### Task objective
Show each line of the records below where the word "marking" occurs.

Point-per-instance localization data:
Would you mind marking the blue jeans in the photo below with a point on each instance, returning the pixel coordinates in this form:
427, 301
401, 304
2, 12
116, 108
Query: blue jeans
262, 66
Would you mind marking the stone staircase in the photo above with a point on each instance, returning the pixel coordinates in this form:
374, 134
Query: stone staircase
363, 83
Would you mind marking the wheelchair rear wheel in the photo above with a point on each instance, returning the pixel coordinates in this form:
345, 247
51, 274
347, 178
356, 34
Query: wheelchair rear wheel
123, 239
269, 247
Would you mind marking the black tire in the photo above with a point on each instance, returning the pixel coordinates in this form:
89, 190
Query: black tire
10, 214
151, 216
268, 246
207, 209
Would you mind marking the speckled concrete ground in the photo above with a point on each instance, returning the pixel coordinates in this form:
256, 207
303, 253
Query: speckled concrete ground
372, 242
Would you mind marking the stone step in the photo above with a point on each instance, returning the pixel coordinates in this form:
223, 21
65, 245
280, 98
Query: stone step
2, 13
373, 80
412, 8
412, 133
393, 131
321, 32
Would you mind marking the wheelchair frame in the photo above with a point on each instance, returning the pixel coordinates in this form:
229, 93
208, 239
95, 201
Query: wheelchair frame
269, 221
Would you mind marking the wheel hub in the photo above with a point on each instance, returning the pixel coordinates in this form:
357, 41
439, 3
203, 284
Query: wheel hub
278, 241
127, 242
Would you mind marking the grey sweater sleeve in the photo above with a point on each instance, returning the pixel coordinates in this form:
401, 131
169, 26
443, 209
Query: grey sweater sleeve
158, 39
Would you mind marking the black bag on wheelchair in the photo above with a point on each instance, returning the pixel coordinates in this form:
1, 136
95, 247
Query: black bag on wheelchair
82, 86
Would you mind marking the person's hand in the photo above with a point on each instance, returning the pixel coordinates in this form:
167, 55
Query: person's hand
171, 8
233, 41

### Problem solution
Would you mind marking the blue jeans in the photo below with a point on each instance, returning the pixel coordinates in this form:
Would you mind marking the stone staircase in the photo above with a point on each instance, returning the pixel coordinates in this form:
Would you mind marking the wheelchair rear wheel in the photo above with a point on each instance, returning the pixel coordinates in this form:
Would you mind marking the black tire in the photo above with a point on each instance, returning the pixel coordinates in this form:
Would you mind marking the speckled concrete ground in the photo above with a point on each instance, returning the pixel coordinates in this form:
Would you mind marking the stone step in the photo above with a point on each instance, returning the pixel coordinates in this form:
Would you mind marking the wheelchair frame in the photo above with a point on each instance, returning the pixel coordinates in this form:
Would you mind marking the wheel hub in the photo above with a point on each instance, returning the pixel coordinates in this form:
Would you mind marking the grey sweater sleeve in the photo above with a point on each instance, returning the pixel coordinates in this form:
Would you mind marking the black bag on wheelchair in the photo above with a point on each instance, returning the pixel coordinates in this form:
Would you mind marking the person's hand in the photo above with a point on each instance, returning the pixel coordinates in this form:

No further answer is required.